**YOUR TASK:**
Please retype all of the data below, line for line, with no changes.

═════ EXTRACTED DATA

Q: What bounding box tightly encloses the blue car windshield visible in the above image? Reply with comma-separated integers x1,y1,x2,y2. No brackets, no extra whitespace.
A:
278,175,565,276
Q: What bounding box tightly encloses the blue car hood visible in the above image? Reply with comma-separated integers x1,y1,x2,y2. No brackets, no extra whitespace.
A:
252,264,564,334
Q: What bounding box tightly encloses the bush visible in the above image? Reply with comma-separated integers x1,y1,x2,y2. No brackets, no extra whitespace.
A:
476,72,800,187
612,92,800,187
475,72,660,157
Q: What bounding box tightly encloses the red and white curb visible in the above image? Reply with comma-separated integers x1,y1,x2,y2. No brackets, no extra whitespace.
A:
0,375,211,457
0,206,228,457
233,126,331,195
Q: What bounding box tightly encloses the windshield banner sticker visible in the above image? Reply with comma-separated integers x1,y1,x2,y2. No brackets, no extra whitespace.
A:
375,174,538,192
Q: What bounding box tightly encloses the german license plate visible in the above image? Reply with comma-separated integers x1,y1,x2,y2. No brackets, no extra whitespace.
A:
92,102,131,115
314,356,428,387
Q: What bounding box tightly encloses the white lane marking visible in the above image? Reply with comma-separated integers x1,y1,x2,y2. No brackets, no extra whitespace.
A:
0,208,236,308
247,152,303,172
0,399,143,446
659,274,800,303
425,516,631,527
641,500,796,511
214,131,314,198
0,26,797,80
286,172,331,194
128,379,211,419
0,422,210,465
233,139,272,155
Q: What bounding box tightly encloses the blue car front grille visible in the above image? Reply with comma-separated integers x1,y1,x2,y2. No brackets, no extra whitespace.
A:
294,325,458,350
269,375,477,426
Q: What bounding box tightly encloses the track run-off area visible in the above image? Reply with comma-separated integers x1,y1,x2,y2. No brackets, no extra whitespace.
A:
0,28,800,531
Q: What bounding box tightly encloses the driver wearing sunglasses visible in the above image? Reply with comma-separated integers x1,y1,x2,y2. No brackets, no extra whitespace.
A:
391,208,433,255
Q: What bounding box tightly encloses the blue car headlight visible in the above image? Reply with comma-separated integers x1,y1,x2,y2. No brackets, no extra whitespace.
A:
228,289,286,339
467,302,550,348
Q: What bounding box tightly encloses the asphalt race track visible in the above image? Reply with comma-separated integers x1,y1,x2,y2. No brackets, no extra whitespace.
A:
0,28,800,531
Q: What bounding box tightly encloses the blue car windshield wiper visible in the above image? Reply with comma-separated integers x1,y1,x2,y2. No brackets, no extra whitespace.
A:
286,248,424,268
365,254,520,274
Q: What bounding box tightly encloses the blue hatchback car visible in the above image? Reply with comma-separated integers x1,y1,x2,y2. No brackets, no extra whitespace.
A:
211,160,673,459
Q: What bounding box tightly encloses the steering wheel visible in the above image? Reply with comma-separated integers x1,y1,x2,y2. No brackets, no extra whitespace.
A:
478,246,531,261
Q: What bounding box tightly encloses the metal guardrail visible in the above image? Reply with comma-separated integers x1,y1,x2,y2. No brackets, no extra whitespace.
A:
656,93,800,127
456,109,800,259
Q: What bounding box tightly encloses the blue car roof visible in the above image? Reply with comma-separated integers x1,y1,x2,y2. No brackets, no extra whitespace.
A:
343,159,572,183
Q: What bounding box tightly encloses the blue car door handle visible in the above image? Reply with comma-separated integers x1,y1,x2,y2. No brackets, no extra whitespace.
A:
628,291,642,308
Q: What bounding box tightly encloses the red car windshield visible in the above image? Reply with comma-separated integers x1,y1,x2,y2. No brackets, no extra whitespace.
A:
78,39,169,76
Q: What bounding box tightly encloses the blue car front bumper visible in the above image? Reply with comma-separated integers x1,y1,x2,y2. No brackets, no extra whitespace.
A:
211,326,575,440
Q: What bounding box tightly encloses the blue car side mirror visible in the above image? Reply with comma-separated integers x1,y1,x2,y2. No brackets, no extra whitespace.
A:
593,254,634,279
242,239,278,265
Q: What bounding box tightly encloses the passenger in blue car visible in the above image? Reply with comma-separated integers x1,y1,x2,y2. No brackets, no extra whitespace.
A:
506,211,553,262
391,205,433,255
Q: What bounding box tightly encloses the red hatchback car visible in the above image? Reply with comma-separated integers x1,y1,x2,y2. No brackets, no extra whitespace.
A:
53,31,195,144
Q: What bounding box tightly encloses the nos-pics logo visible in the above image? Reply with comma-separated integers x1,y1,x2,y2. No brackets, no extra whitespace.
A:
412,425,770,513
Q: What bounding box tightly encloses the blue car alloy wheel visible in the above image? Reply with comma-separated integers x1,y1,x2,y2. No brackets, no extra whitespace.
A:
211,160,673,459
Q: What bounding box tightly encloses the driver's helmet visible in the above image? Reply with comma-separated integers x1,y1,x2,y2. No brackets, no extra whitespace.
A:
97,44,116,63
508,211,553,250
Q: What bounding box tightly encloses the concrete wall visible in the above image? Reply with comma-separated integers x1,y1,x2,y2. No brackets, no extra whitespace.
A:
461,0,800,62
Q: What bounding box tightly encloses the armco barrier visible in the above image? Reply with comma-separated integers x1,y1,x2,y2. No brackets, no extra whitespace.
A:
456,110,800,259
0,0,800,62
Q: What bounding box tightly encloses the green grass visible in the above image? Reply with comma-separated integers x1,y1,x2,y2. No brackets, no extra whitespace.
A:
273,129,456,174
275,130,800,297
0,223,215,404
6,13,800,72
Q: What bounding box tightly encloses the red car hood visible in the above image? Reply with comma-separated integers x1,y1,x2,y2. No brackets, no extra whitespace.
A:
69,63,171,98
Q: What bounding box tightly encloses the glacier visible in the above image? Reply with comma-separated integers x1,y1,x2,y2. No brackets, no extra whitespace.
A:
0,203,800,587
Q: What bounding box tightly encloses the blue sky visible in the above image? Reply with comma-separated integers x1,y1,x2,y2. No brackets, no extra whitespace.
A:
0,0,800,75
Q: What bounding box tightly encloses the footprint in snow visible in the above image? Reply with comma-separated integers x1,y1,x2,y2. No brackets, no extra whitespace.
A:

══════════

**ANSWER:**
Q: What bounding box tightly encloses the blue car windshield visible in the above image? Reply with comma-separated integers x1,y1,x2,y2. No brackets, no extra whitespace.
A:
278,175,565,276
Q: What bounding box tightly encloses the blue car hood visible in the above image? Reply with comma-separated integers x1,y1,x2,y2. No brackets, no extra whitespace.
A:
252,264,564,334
Q: What bounding box tightly encloses the bush visible in the above image? Reply with comma-separated integers x1,y1,x2,y2. No brackets, no extra whitespace.
A:
476,72,800,187
612,92,800,187
475,72,660,157
Q: What bounding box tightly encloses the red and white curb visible in the above image? Reply with comma-separated integers x1,y1,x2,y2. No brackets, no extra whitespace.
A:
0,375,211,457
0,206,228,457
233,126,331,195
Q: What bounding box tightly encloses the windshield banner sticker visible in the above image? Reply with comma-separated integers x1,y1,x2,y2. No brackets, no extra whitespace.
A:
375,174,538,192
Q: What bounding box tightly encloses the german license plate visible in the above image? Reply with comma-separated integers x1,y1,x2,y2. No brackets, no extra whitespace.
A:
92,102,131,115
314,356,428,387
Q: What bounding box tightly encloses the white lane marking visible in the above image? Reply with comma-separated integers x1,y1,x2,y2. No brackets, no extra whitespace.
A:
0,208,236,308
247,152,303,172
0,399,143,446
659,274,800,303
425,516,631,527
641,500,796,511
214,131,314,198
0,26,797,80
286,172,331,194
128,379,211,419
0,422,210,465
233,139,272,155
Q: What bounding box tightly encloses the blue car front grille visible in the above image? Reply with comma-separated integers x1,y1,x2,y2. No brackets, no extra whitespace.
A:
294,325,458,350
269,375,477,426
Q: What bounding box tightly encloses the track run-off area visible in the above image? Reply with comma-separated integers x1,y1,x2,y2. No brackets, no extra whitespace.
A:
0,28,800,531
Q: What bounding box tightly encloses the driver wearing sunglasses visible in the above image? Reply with comma-separated integers x1,y1,x2,y2. No brackets, no extra whitespace.
A:
391,208,433,255
Q: What bounding box tightly encloses the blue car headlight visible in the above image? Reply with comma-separated integers x1,y1,x2,y2. No brackets, no extra whitespace.
A:
228,289,286,339
467,302,550,348
Q: What bounding box tightly encloses the asphalt race track visible in the above image? Reply with comma-separated integers x1,y1,x2,y2. No brackets, no extra whitespace.
A:
0,28,800,531
Q: What bounding box tightly encloses the blue car windshield wiper visible in the above image? Reply with comma-separated integers x1,y1,x2,y2. No brackets, no extra whitespace.
A:
286,248,424,268
365,254,520,274
Q: What bounding box tightly encloses the blue hatchback car visible in the above image? Reply with comma-separated integers x1,y1,x2,y2. No brackets, no extra whitespace.
A:
211,160,673,459
Q: What bounding box tightly encloses the steering wheel visible in the above image? Reply with comma-separated integers x1,y1,x2,y2. No brackets, no extra whitespace.
A:
478,246,531,261
Q: What bounding box tightly encloses the metal guardrail visible in the above image? Reply with comma-separated integers x1,y1,x2,y2. No brackets, no extra whitespace.
A:
656,93,800,127
456,109,800,259
Q: What bounding box tightly encloses the blue car roof visible in the above image? Reply with comma-separated integers x1,y1,x2,y2. No brackets, no extra whitespace.
A:
343,159,572,183
Q: What bounding box tightly encloses the blue car door handle visible in the above image? Reply with comma-separated integers x1,y1,x2,y2. No brackets, no extra whitespace.
A:
628,291,642,308
Q: What bounding box tightly encloses the red car windshield visible in the above image? Reply with comma-separated integers x1,y1,x2,y2. No brackets, no extra whitespace.
A:
78,39,169,76
Q: What bounding box tightly encloses the blue car front bumper visible in the above image? Reply with comma-separated integers x1,y1,x2,y2. No brackets, no extra whitespace.
A:
211,326,575,440
Q: What bounding box tightly encloses the blue car side mirror visible in the above image? Reply with comma-separated integers x1,y1,x2,y2. No brackets, no extra whitespace.
A:
593,254,634,279
242,239,278,265
Q: What bounding box tightly encloses the passenger in blue car visible in the above image? Reply with comma-separated integers x1,y1,x2,y2. No brackets, no extra whitespace.
A:
506,211,553,262
391,205,433,255
Q: What bounding box tightly encloses the red hatchback car visible in the above image? Reply with comma-separated integers x1,y1,x2,y2. No brackets, no extra whitespace.
A:
53,31,195,144
Q: What bounding box tightly encloses the nos-pics logo visible in the above image? Reply with comma-separated integers x1,y1,x2,y2. No brackets, no extra whitespace.
A:
412,425,770,513
Q: What bounding box tightly encloses the blue car alloy wheel visible in the above image? Reply with comma-separated integers x1,y1,x2,y2. No brackets, no extra whitespace.
A:
211,160,673,459
Q: What bounding box tightly encloses the driver's helmet visible in the above image? Reply with comma-separated integers x1,y1,x2,y2. No brackets, no extra whitespace.
A:
97,44,116,63
508,211,553,250
Q: What bounding box tightly encloses the concrete wall visible in the above image? Reply with comma-separated integers x1,y1,x2,y2. No brackets, no extra whitespace.
A:
461,0,800,62
Q: What bounding box tightly encloses the armco barrier visible in the above image? Reply with comma-separated integers x1,y1,x2,y2. No brackets, no extra whitespace.
A:
456,110,800,259
0,0,800,62
Q: What bounding box tightly encloses the green grass visible in the above image? Reply with comma-separated integers x1,y1,x2,y2. No brackets, no extra whitespace.
A:
273,129,456,174
275,130,800,297
0,223,215,404
6,13,800,72
Q: What bounding box tightly encloses the red car hood visible in the above image? Reply with comma-separated integers x1,y1,x2,y2. No brackets, no extra whitespace.
A:
69,63,171,98
Q: What bounding box tightly encloses the glacier visible in the above image? Reply with comma-separated integers x1,y1,x2,y2. No brackets, no extra whitespace.
A:
0,203,800,587
Q: What bounding box tightly encloses the blue sky visible in the above image? Reply with comma-separated integers x1,y1,x2,y2. No brackets, no extra whitespace.
A:
0,0,800,75
Q: What bounding box tightly encloses the footprint in snow visible in the above image? Reply with comma-separated integers x1,y1,x2,y2. No brackets, no extra whitespace.
A:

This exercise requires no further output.